▸ **Objectif 1**: Selon le texte sur le pèlerinage de Notre-Dame du Grand Retour, quelle distance les quatre statues ont-elles parcourue ?
▸ **Objectif 2**: Reprenez le texte sur le pèlerinage de Notre-Dame du Grand Retour à la suite de sa dernière phrase.

▸ **Extrait**:
========================

Arrivée de Notre-Dame du Grand Retour à Notre-Dame de Paris, le 2 février 1946. Le cardinal archevêque de Paris, Mgr Suhard, bénit la foule.

© o.m.i. – CNAEF, 7 IR 1.

« J’avais 11 ans, lorsque Notre-Dame du Grand Retour est entrée dans La Roche-sur-Foron, portée sur un char tiré par des hommes. C’était en août 1946. On a vu soudain les gens prier, chanter, dans les rues, très librement ! » À 87 ans, la voix vibrante d’enthousiasme et d’émotion, Jacques Brand reste très marqué par la ferveur de ce pèlerinage de Notre-Dame du Grand Retour.

Au cours de cette « mission populaire prêchée par la Vierge » (La Quinzaine religieuse de la Savoie, 1946), à l’échelle nationale, quatre statues nautonières – sur une barque – de Marie, évoquant l’apparition de Boulogne-sur-Mer de 639, ont sillonné la France, par quatre voies différentes. Parties de Lourdes, en août 1943, leur pèlerinage se poursuivit jusqu’en août 1948, parcourant plus de 100 000 kilomètres, visitant près de 16 000 paroisses, selon les chiffres du secrétariat du pèlerinage. Quatre voies mariales, pour les quatre statues sœurs, représentant une seule Mère : celle que les Français, traumatisés par la guerre, attendaient pour les bénir, les consoler et les protéger… « Toute la France a été visitée par Marie, s’émerveille encore Jacques Brand. C’est sa patrie ! »

15 millions de consécrations

Cinq années de pérégrination, avec un objectif très spirituel : permettre au plus grand nombre de se consacrer au Cœur immaculé de Marie : « La mission de Notre-Dame de Boulogne était de faire ratifier dans les paroisses la consécration prononcée par Pie XII, le 8 décembre 1942 », explique le Père Louis Pérouas, prêtre montfortain, historien et directeur de recherche au CNRS, dans son article Le Grand Retour de Notre-Dame de Boulogne à travers la France (1943-1948), publié en 1983, l’une des seules études disponibles sur le sujet.

Dans chaque lieu visité, la prière de consécration est lue à haute voix, puis les fidèles sont invités à déposer la leur, signée, dans la barque de Marie, avec leurs intentions. Au total, près de 15 millions de consécrations seront ainsi distribuées, sur une France comptant alors 40 millions d’habitants.
Le but affiché est de voir les Français revenir vers la foi : « Dans ce retour triomphal de la Vierge de Boulogne chez elle, les pionniers du pèlerinage se plaisent à voir une image, et déjà une aube, du retour du peuple de France à Dieu par Notre Dame », écrit Mgr Joseph-Marie Martin, évêque du Puy-en-Velay, en 1943.

========================

Extraits de données d'étiquetage de localisation:

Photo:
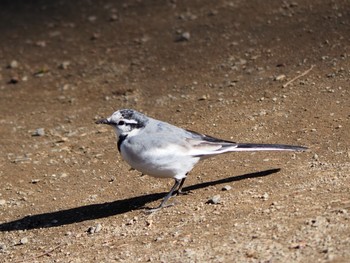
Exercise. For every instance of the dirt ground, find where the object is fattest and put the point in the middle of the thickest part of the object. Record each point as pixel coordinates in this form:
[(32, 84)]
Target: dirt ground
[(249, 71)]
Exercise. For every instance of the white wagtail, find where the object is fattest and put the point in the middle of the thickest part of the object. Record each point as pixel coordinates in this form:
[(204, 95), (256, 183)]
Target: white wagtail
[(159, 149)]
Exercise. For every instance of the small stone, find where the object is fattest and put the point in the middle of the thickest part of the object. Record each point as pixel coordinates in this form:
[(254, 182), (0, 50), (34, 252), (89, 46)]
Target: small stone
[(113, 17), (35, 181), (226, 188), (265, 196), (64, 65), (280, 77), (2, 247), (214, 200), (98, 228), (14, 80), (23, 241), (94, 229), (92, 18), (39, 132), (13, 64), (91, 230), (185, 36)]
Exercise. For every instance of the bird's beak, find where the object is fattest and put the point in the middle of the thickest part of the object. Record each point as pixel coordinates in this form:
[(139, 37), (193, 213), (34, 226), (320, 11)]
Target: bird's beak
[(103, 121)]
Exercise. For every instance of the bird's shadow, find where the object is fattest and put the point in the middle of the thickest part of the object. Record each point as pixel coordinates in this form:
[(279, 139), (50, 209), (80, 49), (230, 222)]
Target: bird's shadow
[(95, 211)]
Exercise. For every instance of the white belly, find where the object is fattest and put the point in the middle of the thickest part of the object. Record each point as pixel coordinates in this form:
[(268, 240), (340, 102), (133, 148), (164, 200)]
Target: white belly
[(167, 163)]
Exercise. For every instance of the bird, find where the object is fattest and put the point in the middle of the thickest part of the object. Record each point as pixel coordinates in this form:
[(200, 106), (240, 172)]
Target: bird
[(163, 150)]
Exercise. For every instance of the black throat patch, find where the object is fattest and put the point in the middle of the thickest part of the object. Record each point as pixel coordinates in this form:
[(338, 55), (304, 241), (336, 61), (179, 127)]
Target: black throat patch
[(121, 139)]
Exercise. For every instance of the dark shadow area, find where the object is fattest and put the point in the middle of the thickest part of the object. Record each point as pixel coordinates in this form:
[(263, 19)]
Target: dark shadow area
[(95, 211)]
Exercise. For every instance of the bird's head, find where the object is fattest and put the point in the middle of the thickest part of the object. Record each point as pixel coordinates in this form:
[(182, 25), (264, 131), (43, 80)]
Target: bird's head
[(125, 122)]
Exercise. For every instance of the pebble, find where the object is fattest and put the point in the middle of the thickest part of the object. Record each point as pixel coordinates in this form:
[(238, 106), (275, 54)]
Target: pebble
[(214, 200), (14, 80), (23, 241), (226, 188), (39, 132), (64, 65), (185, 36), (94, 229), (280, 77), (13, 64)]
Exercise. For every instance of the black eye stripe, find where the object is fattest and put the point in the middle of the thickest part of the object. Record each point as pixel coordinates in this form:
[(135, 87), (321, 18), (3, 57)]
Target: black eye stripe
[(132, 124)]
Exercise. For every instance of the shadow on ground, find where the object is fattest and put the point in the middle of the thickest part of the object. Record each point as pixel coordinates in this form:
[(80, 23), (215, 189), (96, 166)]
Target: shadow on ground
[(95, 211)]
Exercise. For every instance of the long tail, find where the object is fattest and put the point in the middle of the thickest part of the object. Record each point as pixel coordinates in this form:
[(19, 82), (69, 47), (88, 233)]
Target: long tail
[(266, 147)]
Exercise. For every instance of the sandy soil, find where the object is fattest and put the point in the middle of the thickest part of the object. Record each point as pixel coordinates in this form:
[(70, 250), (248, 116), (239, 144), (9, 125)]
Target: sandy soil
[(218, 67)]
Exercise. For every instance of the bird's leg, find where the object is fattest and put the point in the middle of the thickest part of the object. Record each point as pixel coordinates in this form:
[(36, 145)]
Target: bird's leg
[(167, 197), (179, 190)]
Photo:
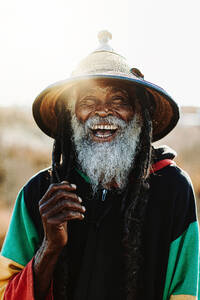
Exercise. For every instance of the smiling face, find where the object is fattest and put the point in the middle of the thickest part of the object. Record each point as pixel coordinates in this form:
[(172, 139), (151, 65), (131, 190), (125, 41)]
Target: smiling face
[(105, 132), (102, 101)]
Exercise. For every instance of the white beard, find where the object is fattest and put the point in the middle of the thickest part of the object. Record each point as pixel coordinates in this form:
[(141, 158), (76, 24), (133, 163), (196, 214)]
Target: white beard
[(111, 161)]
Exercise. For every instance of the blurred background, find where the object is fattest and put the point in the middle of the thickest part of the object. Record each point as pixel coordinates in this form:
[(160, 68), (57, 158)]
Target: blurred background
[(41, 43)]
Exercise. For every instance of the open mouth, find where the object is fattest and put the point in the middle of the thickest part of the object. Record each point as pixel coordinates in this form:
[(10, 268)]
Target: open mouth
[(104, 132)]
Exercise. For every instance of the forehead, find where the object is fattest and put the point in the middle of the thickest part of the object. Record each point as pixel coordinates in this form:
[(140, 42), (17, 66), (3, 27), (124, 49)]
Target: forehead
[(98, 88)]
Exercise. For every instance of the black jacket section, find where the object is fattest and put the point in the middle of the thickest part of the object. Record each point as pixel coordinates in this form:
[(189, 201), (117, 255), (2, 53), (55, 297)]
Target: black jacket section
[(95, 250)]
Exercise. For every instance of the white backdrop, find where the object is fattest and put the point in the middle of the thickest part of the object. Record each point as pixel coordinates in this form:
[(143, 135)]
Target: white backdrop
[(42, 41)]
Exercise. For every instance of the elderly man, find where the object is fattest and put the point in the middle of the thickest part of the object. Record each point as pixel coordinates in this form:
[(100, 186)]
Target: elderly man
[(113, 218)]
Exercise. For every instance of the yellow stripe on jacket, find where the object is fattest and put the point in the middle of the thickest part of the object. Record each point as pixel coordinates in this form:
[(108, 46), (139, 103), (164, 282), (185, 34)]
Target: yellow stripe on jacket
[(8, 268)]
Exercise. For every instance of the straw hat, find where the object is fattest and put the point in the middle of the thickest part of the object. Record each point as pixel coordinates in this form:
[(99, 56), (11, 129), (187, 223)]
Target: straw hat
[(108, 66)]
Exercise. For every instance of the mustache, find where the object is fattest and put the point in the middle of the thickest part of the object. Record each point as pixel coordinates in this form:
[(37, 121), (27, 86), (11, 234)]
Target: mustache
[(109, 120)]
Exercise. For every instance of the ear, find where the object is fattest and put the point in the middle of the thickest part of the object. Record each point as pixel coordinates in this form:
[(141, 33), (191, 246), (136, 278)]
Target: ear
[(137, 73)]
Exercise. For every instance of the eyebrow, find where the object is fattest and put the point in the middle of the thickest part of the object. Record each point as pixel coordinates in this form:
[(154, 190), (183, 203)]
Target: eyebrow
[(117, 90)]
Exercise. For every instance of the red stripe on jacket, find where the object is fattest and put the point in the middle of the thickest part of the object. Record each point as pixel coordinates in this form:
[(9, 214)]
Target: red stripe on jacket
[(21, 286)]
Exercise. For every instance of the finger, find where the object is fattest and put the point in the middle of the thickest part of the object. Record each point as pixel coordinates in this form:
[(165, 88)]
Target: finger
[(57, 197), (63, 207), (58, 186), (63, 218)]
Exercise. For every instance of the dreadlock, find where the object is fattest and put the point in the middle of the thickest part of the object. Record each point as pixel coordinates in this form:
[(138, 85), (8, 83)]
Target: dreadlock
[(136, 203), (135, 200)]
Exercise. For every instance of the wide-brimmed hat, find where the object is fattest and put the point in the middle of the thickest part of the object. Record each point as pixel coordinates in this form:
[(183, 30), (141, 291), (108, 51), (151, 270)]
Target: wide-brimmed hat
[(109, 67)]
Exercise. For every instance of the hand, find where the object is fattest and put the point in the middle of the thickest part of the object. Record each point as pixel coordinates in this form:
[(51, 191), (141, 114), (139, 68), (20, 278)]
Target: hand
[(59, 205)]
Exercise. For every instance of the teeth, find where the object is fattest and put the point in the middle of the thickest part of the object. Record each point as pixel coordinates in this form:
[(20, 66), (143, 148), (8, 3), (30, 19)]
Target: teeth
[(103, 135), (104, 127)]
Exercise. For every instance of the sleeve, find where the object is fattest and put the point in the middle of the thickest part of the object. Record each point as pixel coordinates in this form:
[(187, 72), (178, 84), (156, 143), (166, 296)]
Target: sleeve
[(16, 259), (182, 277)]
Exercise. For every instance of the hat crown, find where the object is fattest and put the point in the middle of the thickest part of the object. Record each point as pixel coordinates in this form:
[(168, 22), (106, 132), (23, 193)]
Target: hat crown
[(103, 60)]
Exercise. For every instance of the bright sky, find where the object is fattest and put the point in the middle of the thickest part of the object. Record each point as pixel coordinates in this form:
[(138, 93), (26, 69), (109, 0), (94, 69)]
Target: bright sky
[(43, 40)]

========================

▸ **Résultat attendu 1**: Plus de 100 000 kilomètres.

▸ **Résultat attendu 2**:
Un « retour à Dieu » axé en particulier sur la pénitence, en lien avec le contexte de la guerre. « Seuls les chrétiens peuvent ramener la paix dans le monde ; la paix des armes par la paix des âmes. […] Comprendre que la guerre est un châtiment […]. Convertissez-vous, faites pénitence ! […] Pas de paix en dehors du Christ. Or, il y a en France 30 à 32 millions de déserteurs de la mort du Christ, de la messe, qui est la même chose », écrit le Père Gabriel Ranson, animateur du pèlerinage.

Pendant cette mission itinérante, la Vierge est partout accueillie par des foules : « Enfin, au loin, on aperçoit la blancheur de la statue et un cri s’élève : La voilà ! », écrit un chroniqueur en 1944. Toute blanche, avec son enfant dans les bras et son Cœur dans l’autre main, la statue de Notre-Dame de Boulogne arrive dans sa barque, semblant glisser sur les flots.

En réalité, elle est posée sur un char de 400 kg, tiré le plus souvent à mains d’hommes, parfois par des bœufs, ou sur le toit d’une voiture. Le cortège de la Reine des Cieux est précédé par la croix du Grand Retour, et suivi des bannières des saintes Jeanne d’Arc et Thérèse de Lisieux. Il est accompagné par des missionnaires, qui distribuent gratuitement sur leur passage images pieuses, chapelets… L’ensemble de la mission est financé en amont par des quêtes.

Une ferveur incroyable

Pour l’accueillir, partout les rues sont pavoisées : « Nous avions préparé des kilomètres de guirlandes et les religieuses avaient fabriqué des arcs de triomphe fleuris, témoigne Jacques Brand. Chacun avait décoré son quartier. » À l’arrivée de la Madone, les cloches et fanfares l’accueillent et les fidèles entonnent le Chez nous, soyez Reine. Les gens prient le chapelet et invoquent Marie à haute voix, lui confiant leur détresse : « Sauvez la France ! », « Ramenez nos prisonniers ! »« Elle s’est arrêtée dans plusieurs quartiers, pour des temps de prière en pleine rue », rapporte le vieil homme. Nombreux sont ceux qui touchent la statue et posent sur elle chapelets et images pieuses. Les enfants sont hissés jusqu’à elle.

« Certains marchaient pieds nus, dans une démarche de pénitence », se remémore aussi Jacques Brand, qui semble revoir la scène. « Tout le monde participait. Même les écoles laïques participaient, avec les professeurs qui étaient pourtant plutôt anticléricaux. Il y avait une ferveur incroyable… »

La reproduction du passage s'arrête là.